World Association of Newspapers and News Publishers


Listen, explain, and be constructive: How to reach young audiences

World News Publishing Focus

World News Publishing Focus
Your Guide to the Changing Media Landscape

Listen, explain, and be constructive: How to reach young audiences

While working as a fellow at the University of Southern Denmark’s Department of Journalism, Gottlieb identified a set of engagement criteria designed to be used as editorial tools, as well as for educational and training purposes of journalists that want to better connect with younger audiences.

They are designed to complement Denmark's most commonly used news values, namely “topicality”, “relevance”, “sensation”, “familiarity” and “conflict”. The five engagement criteria Gottlieb identified are “trends”, “meaningfulness”, “engagement”, “surprise”, and “constructiveness”.

“It seems to be a myth, that teenagers would like their media content to be as colourful and noisy as possible,” he wrote in a summary of his research published in 2017, which describes the engagement criteria in more detail.

“At least in the focus groups we found that you don’t have to shout out loud to facilitate their engagement in news stories. Stay calm, listen to your audience and watch their media behaviour in general to find the keys on how to approach them as a journalist was one of the main findings in the fellowship.”

- RECORDS SHOWN:
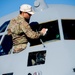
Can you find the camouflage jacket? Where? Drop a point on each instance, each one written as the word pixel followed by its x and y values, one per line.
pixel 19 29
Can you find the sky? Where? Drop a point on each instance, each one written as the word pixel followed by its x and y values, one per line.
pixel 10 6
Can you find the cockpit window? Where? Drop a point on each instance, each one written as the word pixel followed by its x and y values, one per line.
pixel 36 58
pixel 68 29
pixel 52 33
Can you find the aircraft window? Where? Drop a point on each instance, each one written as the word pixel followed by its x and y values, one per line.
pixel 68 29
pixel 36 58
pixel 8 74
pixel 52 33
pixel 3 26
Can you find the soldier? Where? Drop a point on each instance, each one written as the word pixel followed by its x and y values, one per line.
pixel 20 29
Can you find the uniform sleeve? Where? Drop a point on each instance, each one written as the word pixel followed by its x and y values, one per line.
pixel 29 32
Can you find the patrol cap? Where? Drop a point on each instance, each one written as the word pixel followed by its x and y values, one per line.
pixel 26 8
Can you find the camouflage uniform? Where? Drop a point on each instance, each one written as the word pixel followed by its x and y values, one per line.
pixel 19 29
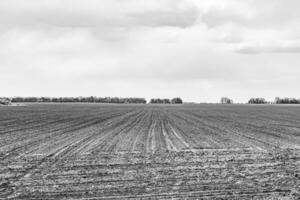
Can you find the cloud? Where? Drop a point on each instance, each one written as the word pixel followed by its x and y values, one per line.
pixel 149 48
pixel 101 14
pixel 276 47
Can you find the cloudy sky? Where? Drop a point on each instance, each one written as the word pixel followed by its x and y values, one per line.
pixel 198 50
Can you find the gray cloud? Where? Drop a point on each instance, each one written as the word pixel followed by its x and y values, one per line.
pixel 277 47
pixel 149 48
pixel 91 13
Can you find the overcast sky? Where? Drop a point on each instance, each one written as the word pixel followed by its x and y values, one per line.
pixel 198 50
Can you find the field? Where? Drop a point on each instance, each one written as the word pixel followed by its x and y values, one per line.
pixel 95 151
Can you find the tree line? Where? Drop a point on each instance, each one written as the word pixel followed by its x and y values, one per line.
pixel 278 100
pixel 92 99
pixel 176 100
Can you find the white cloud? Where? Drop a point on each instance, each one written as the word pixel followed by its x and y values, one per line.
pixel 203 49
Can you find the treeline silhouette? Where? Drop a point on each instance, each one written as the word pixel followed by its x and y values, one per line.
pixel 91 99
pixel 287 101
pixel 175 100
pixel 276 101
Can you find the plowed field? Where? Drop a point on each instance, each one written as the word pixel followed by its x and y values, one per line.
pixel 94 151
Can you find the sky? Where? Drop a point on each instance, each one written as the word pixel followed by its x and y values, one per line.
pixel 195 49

...

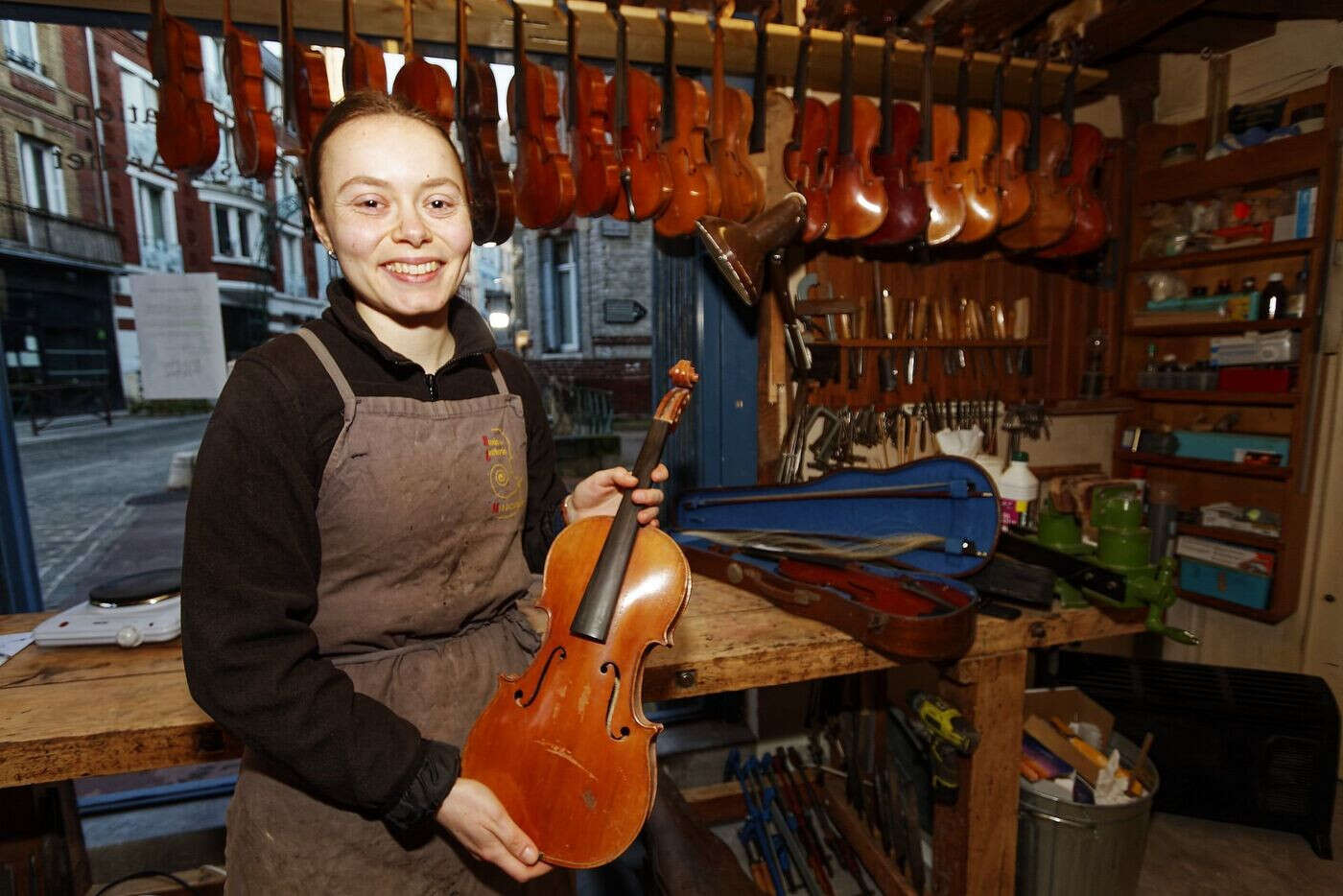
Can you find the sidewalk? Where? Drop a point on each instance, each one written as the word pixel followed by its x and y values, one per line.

* * *

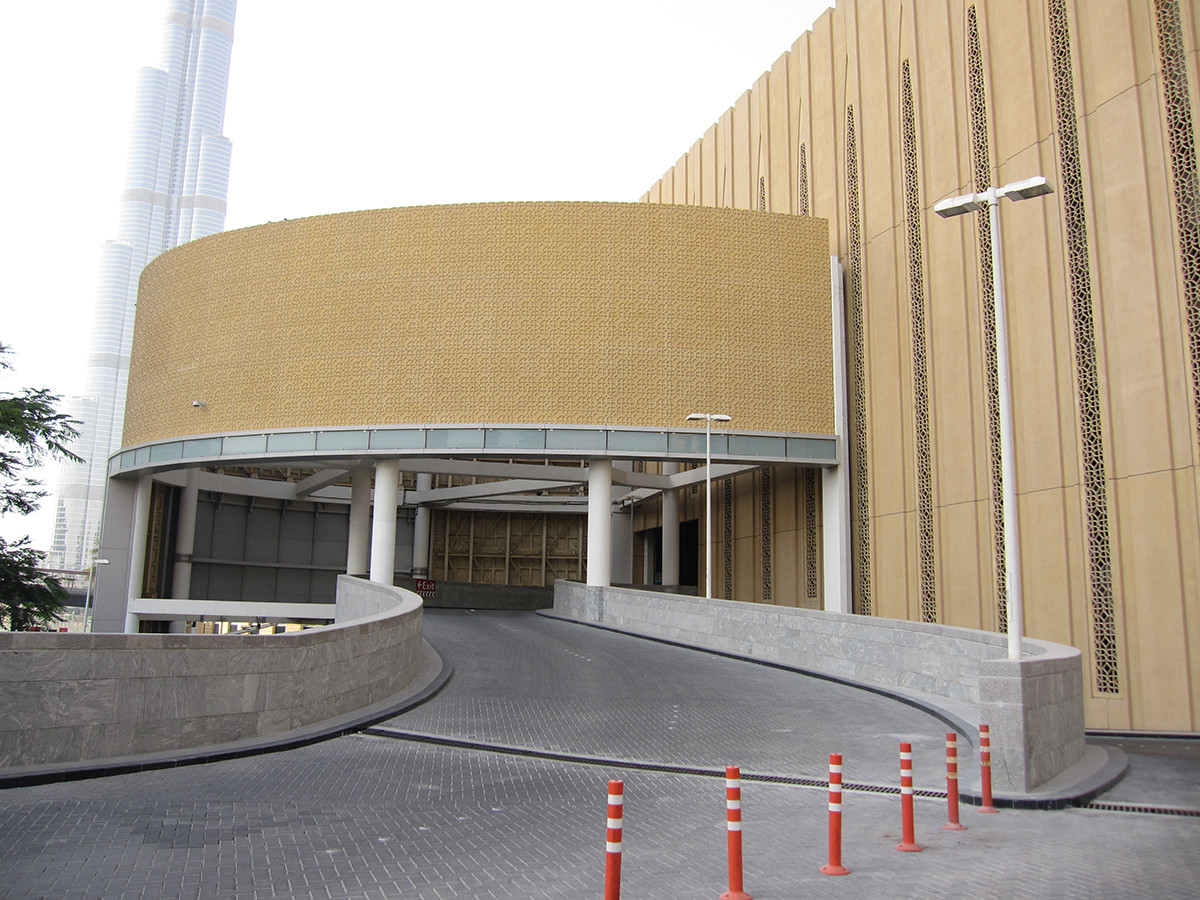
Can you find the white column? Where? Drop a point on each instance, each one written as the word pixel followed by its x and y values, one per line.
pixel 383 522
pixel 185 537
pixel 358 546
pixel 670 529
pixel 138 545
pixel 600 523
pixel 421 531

- WHAT THIS EXERCISE ASKS:
**a)** Answer these questions from the article on reaching young audiences:
(i) At which university department was Gottlieb working as a fellow?
(ii) In what year was the summary of his research published?
(iii) In what setting did the researchers find that you don't have to shout to engage teenagers?
**b)** List the engagement criteria that Gottlieb identified, according to the article on reaching young audiences.
**c)** Does each statement agree with the article on reaching young audiences? Answer yes or no, and quote the words that decide it.
(i) The engagement criteria are meant to replace Denmark's most commonly used news values.
(ii) Gottlieb described the idea that teenagers want colorful, noisy media content as a myth.
(iii) The criteria are intended only as editorial tools.
The data were gathered from a different source than the article.

- RESPONSES TO THE EXERCISE:
**a)**
(i) The University of Southern Denmark's Department of Journalism
(ii) 2017
(iii) In the focus groups

**b)** trends, meaningfulness, engagement, surprise, constructiveness

**c)**
(i) No: "They are designed to complement Denmark's most commonly used news values"
(ii) Yes: "It seems to be a myth, that teenagers would like their media content to be as colourful and noisy as possible"
(iii) No: "designed to be used as editorial tools, as well as for educational and training purposes of journalists"